Collected data entries
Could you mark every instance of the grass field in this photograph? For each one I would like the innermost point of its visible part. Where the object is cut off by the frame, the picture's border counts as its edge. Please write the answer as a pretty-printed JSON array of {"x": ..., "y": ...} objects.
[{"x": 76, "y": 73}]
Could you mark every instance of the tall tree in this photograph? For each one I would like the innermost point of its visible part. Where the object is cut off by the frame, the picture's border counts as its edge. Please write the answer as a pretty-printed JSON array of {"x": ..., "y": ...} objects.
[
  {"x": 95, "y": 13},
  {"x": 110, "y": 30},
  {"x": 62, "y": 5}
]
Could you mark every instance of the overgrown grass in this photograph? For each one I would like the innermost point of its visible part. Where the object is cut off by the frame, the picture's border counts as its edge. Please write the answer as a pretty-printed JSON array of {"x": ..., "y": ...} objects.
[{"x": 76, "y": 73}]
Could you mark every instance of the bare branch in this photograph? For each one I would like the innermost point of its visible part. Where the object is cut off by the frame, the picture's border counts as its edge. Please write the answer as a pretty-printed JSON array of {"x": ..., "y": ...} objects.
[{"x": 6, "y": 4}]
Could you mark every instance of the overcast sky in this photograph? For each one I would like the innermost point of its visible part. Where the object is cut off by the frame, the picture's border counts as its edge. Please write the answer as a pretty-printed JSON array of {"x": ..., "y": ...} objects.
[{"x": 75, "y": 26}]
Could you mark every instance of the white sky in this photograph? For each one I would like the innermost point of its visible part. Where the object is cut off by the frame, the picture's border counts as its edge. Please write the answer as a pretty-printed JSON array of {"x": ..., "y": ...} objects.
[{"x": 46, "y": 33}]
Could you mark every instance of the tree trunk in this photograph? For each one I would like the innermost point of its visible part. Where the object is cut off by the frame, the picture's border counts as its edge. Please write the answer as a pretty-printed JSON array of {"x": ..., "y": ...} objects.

▸ EXERCISE AIM:
Only the lines from the one with "Could you mark every instance of the white" through the end of the records above are to be copied, exactly as written.

▸ WRITTEN SOLUTION:
Could you mark every instance of the white sky in this photograph? For each one I would like the innermost point of its visible part. Where the object is cut off by the frame, the picture's border counts as its edge. Please write the answer as a pretty-printed JSON array of {"x": ..., "y": ...} objects.
[{"x": 46, "y": 33}]
Could you mark every instance of the tree trunk in this photograph? For each one I would like the innermost point of its visible part. Where the object is cut off by the frame, the picture's border counts as its edge. Please write the answer as a pretty-printed JSON array of {"x": ..., "y": ...} objects.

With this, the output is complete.